Exercise requirements:
Retype, word for word, every line from the one holding "Task: point to every instance of the ceiling" through the one holding "Task: point to every instance of the white microwave." in the entries below, both included, and only those lines.

Point localization data:
------------------------

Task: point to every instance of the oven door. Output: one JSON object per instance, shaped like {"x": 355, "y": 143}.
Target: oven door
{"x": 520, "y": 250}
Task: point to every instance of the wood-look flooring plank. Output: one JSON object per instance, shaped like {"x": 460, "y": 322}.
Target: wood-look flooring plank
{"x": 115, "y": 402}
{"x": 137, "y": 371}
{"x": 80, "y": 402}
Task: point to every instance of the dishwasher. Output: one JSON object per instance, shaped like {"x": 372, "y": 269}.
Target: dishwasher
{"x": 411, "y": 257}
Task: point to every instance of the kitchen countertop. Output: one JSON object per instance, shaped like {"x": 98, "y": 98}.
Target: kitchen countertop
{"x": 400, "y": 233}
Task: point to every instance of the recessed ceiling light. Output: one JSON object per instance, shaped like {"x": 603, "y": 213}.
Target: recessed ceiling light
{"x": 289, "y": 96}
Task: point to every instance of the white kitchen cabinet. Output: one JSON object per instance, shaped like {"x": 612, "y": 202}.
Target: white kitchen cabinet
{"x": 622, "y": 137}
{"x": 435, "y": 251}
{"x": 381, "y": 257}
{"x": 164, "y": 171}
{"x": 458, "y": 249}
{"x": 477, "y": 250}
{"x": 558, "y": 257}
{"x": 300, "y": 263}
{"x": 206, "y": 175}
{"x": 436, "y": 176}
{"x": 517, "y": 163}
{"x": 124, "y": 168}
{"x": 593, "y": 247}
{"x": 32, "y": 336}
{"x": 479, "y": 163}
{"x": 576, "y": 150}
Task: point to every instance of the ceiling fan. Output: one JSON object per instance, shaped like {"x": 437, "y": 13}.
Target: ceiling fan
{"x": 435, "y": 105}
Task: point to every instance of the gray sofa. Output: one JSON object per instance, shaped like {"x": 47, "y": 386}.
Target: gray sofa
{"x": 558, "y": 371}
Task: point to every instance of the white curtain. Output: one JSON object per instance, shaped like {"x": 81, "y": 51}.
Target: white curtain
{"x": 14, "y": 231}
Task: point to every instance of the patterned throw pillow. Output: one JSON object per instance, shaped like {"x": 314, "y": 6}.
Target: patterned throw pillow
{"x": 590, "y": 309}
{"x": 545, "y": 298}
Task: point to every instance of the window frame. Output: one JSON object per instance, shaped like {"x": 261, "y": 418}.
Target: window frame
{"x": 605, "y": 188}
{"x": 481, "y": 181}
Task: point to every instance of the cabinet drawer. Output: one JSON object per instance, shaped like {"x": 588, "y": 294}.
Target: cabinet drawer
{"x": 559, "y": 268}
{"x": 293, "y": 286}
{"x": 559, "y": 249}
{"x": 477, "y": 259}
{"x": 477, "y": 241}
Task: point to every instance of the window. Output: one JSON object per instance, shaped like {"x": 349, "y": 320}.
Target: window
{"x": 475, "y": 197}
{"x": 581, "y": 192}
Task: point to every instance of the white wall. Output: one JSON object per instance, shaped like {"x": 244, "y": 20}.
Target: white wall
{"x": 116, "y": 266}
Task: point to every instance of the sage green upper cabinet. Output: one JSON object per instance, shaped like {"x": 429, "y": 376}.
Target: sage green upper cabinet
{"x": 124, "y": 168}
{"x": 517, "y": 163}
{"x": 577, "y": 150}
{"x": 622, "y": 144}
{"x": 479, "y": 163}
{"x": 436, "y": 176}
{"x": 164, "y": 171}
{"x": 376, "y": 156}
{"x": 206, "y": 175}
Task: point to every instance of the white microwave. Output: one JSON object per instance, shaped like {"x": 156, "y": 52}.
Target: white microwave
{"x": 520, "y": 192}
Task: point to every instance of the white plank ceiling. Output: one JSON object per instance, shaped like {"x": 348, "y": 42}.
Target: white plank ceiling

------------------------

Response:
Task: point to every instance of the ceiling fan. Output: one JSON object per instance, shaped like {"x": 437, "y": 13}.
Target: ceiling fan
{"x": 435, "y": 105}
Task: point to every instance of the gray sofa. Output: one JSON object per instance, shaped like {"x": 47, "y": 386}.
Target: gray sofa
{"x": 558, "y": 371}
Task: point to every instance of the white curtain. Output: one JSON object per instance, shaped like {"x": 81, "y": 51}.
Target: white curtain
{"x": 14, "y": 231}
Task: point to every instance of the patterned throw pillow. Output: one JSON object per instance, shaped like {"x": 314, "y": 6}.
Target: patterned throw pillow
{"x": 590, "y": 309}
{"x": 545, "y": 298}
Task: point to every instance of the window frame. Output: one JSON object per instance, shaped like {"x": 261, "y": 418}.
Target: window frame
{"x": 605, "y": 188}
{"x": 481, "y": 181}
Task: point to every instance of the cabinet drawer. Output: one JSON object per instance, shaped like {"x": 588, "y": 294}.
Target: cabinet drawer
{"x": 559, "y": 268}
{"x": 293, "y": 286}
{"x": 559, "y": 249}
{"x": 477, "y": 259}
{"x": 477, "y": 241}
Task: point to every instance of the window. Output: one JSON object per instance, shaped like {"x": 349, "y": 320}.
Target: window
{"x": 475, "y": 197}
{"x": 581, "y": 192}
Task: point to every instance of the white wall. Output: one JSON object per instance, shaped like {"x": 244, "y": 20}.
Target: white wall
{"x": 116, "y": 266}
Task: point to every instance of the sage green upper cabinet. Output: one JSON object per instance, shaped like {"x": 429, "y": 376}.
Target: sage green upper cabinet
{"x": 124, "y": 168}
{"x": 517, "y": 163}
{"x": 577, "y": 150}
{"x": 622, "y": 144}
{"x": 479, "y": 163}
{"x": 436, "y": 176}
{"x": 164, "y": 171}
{"x": 376, "y": 156}
{"x": 206, "y": 175}
Task: point to every instance of the white microwave. Output: one JSON object per instance, shaped like {"x": 156, "y": 52}.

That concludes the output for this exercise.